> _Work instruction_
What is needed is a single figure: how many lines of the records below contain the word "light".

(Region pointing data)
- - - - - - -

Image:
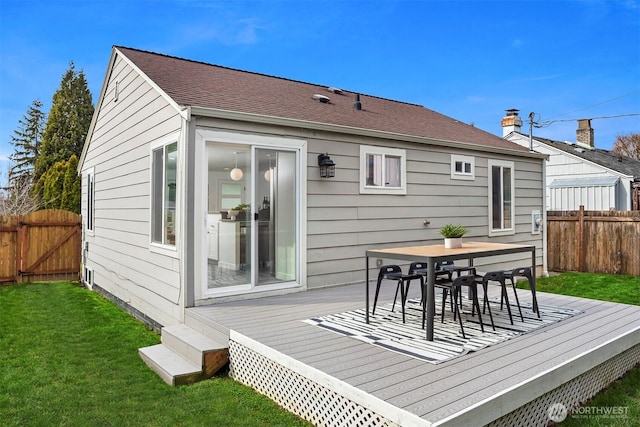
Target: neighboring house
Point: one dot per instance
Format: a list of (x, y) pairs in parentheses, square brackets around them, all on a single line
[(580, 174), (174, 144)]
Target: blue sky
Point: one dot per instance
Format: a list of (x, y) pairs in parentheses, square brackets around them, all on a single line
[(471, 60)]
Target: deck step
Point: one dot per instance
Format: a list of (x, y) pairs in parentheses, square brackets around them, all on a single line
[(185, 355), (169, 365), (210, 354)]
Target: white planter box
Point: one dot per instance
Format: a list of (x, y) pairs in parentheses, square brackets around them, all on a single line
[(452, 242)]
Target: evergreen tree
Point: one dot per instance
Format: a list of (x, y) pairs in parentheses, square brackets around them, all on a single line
[(52, 184), (61, 186), (71, 187), (26, 142), (67, 125)]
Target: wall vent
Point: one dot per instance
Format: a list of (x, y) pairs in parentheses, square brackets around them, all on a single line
[(321, 98)]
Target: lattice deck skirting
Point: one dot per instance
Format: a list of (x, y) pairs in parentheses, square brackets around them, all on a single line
[(570, 395), (324, 401)]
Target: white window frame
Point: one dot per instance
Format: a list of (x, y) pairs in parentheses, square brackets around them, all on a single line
[(90, 205), (464, 160), (502, 164), (164, 246), (382, 151), (87, 276)]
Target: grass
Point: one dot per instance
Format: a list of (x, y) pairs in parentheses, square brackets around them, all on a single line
[(623, 395), (604, 287), (70, 357)]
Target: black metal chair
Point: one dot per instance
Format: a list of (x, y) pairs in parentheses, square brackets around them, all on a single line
[(470, 281), (450, 266), (394, 273), (526, 273), (443, 280), (497, 276)]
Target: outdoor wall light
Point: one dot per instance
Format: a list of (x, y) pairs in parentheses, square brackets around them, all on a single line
[(327, 166), (236, 173)]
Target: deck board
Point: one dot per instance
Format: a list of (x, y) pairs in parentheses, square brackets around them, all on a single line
[(433, 392)]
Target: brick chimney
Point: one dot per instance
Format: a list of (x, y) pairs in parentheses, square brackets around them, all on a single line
[(511, 122), (584, 134)]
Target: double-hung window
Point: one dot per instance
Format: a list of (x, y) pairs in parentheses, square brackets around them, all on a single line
[(90, 208), (501, 197), (164, 162), (462, 167), (382, 170)]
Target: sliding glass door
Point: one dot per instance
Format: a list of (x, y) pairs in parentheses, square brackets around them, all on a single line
[(252, 220)]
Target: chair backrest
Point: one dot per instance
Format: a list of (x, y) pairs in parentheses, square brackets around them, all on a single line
[(443, 265), (467, 280), (418, 267), (521, 271), (494, 276), (392, 271)]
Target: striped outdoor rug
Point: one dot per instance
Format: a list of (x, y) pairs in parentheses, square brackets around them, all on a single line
[(385, 328)]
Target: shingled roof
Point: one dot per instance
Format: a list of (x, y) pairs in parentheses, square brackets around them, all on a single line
[(614, 161), (198, 84)]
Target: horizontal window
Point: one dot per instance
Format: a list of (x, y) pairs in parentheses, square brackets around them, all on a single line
[(462, 167), (382, 170)]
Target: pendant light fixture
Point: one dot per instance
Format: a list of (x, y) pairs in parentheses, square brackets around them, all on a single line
[(236, 173)]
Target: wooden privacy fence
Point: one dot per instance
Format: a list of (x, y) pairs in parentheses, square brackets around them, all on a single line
[(41, 246), (594, 241)]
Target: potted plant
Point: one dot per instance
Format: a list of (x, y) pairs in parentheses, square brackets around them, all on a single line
[(235, 211), (453, 235)]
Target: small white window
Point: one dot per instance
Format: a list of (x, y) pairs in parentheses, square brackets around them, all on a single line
[(164, 173), (463, 167), (501, 198), (89, 202), (87, 276), (382, 170)]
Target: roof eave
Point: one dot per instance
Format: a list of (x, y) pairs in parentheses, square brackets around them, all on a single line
[(281, 121), (608, 169)]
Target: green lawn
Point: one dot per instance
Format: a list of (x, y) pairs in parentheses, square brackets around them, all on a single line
[(623, 396), (605, 287), (70, 357)]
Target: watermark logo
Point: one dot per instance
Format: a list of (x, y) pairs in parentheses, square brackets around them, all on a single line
[(609, 412), (557, 412)]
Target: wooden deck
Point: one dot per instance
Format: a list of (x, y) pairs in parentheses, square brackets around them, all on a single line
[(475, 389)]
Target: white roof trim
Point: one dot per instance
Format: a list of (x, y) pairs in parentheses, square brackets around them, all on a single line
[(602, 181), (273, 120)]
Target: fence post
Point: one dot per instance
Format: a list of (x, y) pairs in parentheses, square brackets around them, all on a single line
[(20, 246), (581, 248)]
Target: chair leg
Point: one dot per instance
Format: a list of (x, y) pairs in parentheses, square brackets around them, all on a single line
[(455, 311), (506, 299), (403, 295), (395, 297), (475, 304), (485, 288), (444, 299), (513, 285), (375, 299), (533, 296)]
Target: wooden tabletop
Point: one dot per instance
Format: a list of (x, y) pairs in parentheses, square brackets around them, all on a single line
[(439, 250)]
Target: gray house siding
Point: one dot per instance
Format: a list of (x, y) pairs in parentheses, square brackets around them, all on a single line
[(338, 224), (343, 224), (118, 250), (562, 166)]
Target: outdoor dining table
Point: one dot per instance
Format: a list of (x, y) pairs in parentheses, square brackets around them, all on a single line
[(433, 254)]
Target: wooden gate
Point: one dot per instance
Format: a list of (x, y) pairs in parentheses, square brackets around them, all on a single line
[(594, 241), (41, 246)]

- - - - - - -

> _Exercise result_
2